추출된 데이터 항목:
= = = = =

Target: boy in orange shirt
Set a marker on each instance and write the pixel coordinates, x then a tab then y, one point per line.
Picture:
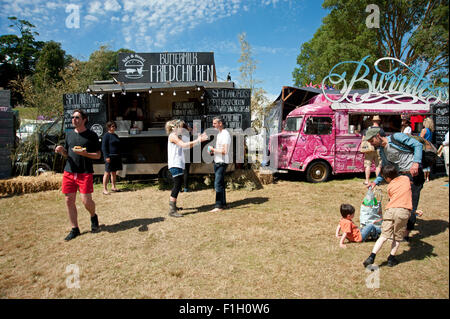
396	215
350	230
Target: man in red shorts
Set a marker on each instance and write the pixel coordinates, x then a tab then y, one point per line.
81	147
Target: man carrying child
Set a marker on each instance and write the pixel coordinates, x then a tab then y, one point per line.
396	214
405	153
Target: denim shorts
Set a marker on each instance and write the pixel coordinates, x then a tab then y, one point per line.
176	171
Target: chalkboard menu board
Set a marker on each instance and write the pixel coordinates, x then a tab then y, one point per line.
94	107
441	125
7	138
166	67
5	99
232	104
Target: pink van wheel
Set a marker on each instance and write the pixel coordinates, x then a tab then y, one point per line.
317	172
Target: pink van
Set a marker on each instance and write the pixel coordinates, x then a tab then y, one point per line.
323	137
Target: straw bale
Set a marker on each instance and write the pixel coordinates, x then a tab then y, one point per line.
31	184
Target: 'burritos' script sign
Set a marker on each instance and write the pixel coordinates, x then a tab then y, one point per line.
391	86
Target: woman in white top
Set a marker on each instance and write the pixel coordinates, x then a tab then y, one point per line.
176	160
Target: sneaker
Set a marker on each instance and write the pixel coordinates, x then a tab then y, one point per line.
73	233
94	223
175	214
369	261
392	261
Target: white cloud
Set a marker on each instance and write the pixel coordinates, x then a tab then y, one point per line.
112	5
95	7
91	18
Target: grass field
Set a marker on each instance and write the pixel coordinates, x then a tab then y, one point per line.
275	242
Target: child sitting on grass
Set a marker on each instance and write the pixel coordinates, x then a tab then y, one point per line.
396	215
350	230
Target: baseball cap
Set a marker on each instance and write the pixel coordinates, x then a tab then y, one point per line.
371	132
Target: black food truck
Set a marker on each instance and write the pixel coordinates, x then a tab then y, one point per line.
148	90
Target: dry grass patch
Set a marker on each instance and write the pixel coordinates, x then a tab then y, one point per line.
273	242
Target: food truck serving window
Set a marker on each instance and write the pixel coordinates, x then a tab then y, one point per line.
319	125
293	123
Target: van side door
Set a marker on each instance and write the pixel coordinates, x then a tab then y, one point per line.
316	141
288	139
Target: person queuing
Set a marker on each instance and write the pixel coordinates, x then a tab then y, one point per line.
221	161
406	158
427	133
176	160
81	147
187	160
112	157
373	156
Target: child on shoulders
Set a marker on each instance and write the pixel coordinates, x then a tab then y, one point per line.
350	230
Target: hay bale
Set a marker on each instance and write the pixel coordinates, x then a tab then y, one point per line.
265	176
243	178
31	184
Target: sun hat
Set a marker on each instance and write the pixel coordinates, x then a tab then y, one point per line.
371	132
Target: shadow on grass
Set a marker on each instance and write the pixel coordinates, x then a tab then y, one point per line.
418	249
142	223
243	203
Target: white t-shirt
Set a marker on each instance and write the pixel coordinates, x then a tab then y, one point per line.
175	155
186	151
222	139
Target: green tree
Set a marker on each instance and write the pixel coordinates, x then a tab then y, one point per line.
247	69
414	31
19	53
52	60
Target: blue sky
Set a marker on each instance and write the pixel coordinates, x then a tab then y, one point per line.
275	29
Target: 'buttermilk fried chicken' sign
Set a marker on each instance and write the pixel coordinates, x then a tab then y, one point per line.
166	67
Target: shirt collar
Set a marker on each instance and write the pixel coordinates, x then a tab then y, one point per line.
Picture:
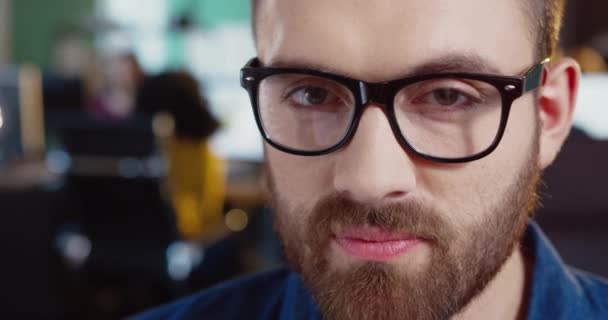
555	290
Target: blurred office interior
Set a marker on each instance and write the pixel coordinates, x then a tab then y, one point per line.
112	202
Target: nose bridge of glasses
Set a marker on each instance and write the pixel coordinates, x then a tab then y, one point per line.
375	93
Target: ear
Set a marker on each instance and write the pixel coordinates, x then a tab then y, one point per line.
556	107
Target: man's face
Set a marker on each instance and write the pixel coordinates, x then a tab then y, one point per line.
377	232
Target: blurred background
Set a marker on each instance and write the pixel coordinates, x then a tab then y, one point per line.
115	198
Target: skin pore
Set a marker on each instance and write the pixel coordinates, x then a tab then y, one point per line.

= = = = =

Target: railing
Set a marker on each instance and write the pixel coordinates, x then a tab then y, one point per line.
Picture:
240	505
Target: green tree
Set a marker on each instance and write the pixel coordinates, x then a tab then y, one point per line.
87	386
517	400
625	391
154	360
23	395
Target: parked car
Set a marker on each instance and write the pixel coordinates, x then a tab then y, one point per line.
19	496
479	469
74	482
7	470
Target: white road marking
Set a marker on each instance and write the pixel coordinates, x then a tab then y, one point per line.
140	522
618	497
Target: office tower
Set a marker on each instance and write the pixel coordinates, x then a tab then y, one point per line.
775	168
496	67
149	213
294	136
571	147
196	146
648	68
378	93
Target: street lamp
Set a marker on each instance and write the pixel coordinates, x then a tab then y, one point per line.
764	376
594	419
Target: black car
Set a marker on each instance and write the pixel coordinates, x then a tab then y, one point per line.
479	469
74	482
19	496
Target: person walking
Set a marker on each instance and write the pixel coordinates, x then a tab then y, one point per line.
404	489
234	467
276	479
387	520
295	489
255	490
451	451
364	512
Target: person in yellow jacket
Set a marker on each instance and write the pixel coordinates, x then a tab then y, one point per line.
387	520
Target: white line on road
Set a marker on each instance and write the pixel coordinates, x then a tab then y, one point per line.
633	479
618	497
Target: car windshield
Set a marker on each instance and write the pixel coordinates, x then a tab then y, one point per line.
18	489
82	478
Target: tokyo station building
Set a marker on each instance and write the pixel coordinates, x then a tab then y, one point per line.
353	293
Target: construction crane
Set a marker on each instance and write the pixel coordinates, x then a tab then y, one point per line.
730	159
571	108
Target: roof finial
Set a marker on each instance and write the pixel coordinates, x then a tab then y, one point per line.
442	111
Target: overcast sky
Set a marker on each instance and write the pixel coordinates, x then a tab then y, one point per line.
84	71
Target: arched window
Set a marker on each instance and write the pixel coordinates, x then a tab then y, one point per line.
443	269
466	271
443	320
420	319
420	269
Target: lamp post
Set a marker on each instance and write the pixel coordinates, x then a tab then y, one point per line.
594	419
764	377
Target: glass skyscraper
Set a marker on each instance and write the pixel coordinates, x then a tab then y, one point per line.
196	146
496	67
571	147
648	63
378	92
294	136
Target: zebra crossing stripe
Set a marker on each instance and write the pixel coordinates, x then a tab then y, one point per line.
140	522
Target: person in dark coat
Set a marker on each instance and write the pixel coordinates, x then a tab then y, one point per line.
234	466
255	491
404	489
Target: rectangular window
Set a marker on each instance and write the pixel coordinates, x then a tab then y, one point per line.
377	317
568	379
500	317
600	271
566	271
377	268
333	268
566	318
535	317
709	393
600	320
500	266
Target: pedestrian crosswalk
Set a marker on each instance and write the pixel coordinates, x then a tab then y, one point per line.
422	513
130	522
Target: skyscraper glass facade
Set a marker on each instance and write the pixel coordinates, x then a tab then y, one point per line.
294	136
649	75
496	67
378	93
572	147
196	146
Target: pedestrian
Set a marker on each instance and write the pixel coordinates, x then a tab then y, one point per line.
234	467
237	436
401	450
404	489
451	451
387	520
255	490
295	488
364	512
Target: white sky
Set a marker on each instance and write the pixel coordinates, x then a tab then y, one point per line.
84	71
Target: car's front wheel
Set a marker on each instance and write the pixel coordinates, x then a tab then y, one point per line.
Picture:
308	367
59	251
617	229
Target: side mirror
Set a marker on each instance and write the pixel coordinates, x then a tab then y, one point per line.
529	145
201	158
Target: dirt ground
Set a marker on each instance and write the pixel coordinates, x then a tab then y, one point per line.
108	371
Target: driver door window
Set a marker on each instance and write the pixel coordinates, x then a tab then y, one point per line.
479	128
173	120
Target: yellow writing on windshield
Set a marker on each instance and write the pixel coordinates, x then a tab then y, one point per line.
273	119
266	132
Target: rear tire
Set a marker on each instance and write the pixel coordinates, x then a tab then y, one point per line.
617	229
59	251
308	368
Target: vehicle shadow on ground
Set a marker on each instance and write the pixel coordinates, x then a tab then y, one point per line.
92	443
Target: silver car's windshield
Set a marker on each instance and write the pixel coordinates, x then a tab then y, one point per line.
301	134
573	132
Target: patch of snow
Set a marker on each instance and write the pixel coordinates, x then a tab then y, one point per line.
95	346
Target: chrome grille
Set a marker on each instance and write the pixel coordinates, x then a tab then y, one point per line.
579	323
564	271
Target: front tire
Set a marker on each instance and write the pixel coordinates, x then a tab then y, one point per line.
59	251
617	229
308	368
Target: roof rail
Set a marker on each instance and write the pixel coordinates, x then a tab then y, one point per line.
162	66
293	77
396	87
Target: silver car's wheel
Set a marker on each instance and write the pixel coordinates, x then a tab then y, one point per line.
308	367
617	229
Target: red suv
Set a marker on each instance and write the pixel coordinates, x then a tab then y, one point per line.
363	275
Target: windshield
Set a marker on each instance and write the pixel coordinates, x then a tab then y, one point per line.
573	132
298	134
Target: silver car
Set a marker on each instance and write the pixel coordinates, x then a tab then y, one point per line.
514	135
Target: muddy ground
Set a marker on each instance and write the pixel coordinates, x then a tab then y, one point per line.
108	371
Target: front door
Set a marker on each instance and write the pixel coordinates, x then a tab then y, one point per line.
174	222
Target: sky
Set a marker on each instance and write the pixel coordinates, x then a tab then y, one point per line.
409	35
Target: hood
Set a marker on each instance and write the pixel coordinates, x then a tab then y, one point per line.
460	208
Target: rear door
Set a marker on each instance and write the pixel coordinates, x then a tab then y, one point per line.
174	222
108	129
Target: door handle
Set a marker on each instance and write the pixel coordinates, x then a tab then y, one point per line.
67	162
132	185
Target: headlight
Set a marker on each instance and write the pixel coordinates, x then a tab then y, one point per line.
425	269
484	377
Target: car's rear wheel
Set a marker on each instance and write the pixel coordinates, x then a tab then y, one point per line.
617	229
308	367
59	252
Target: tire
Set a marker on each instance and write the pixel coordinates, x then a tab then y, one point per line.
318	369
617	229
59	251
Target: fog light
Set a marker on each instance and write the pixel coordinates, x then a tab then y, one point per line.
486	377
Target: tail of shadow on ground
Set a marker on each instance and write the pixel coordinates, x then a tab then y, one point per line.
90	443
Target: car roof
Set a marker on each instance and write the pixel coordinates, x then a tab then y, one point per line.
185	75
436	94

= = = = =

연습 문제: 자료에서 "road"라는 단어가 들어 있는 줄을 모두 찾아 빠짐없이 옮겨 적으십시오.

정답:
Target: white road marking
Target: white line on road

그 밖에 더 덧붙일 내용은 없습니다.